* begin DATA FOR THIS EXERCISE *
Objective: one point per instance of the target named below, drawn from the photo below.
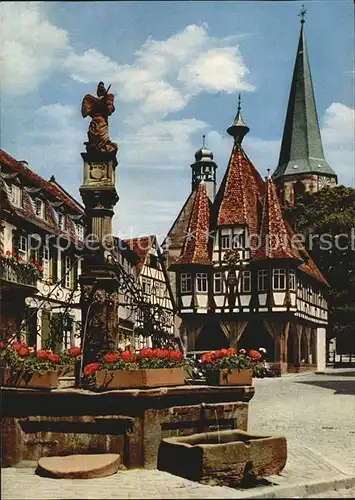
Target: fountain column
(99, 281)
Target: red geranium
(254, 355)
(16, 346)
(111, 357)
(91, 368)
(128, 356)
(23, 351)
(175, 355)
(54, 358)
(74, 351)
(42, 354)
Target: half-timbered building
(242, 278)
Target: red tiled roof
(49, 187)
(195, 249)
(275, 239)
(141, 247)
(238, 196)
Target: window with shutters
(201, 282)
(279, 279)
(186, 283)
(45, 262)
(262, 280)
(16, 195)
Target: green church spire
(301, 148)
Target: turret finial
(302, 14)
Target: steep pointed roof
(241, 188)
(275, 238)
(301, 148)
(195, 249)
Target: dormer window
(61, 221)
(186, 283)
(16, 196)
(39, 208)
(246, 281)
(279, 279)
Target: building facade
(239, 279)
(302, 166)
(41, 244)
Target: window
(218, 283)
(201, 282)
(262, 280)
(292, 281)
(39, 208)
(279, 279)
(246, 281)
(61, 221)
(68, 272)
(16, 195)
(186, 283)
(45, 262)
(146, 285)
(23, 247)
(225, 241)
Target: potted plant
(128, 369)
(229, 367)
(21, 366)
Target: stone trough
(226, 457)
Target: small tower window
* end DATA FOR THIS EXERCISE *
_EXERCISE GOAL_
Rewrite the lines from the line with "Target: red geranium" through the last of the lines, replacing "roof" with "rooftop" and leaving everything else unchanged.

_TASK OUTPUT_
Target: red geranium
(254, 355)
(16, 346)
(111, 357)
(91, 368)
(128, 356)
(23, 351)
(175, 355)
(54, 358)
(74, 351)
(42, 354)
Target: half-timbered building
(242, 278)
Target: red tiled rooftop
(49, 187)
(195, 249)
(275, 239)
(141, 247)
(238, 196)
Target: window with shutters
(201, 282)
(279, 279)
(186, 283)
(45, 262)
(262, 280)
(16, 195)
Target: green church spire
(301, 148)
Target: turret finial
(302, 14)
Target: steep pointed rooftop
(241, 188)
(275, 238)
(301, 148)
(195, 249)
Target: dormer window
(61, 221)
(186, 283)
(16, 196)
(39, 208)
(246, 281)
(279, 279)
Target: building facade
(239, 279)
(302, 166)
(41, 244)
Target: window
(218, 283)
(201, 282)
(262, 280)
(292, 281)
(39, 208)
(279, 279)
(246, 281)
(61, 221)
(68, 272)
(16, 195)
(186, 283)
(45, 262)
(146, 285)
(23, 247)
(225, 241)
Target: potted plant
(128, 369)
(229, 367)
(21, 366)
Target: stone trough
(226, 457)
Target: small tower window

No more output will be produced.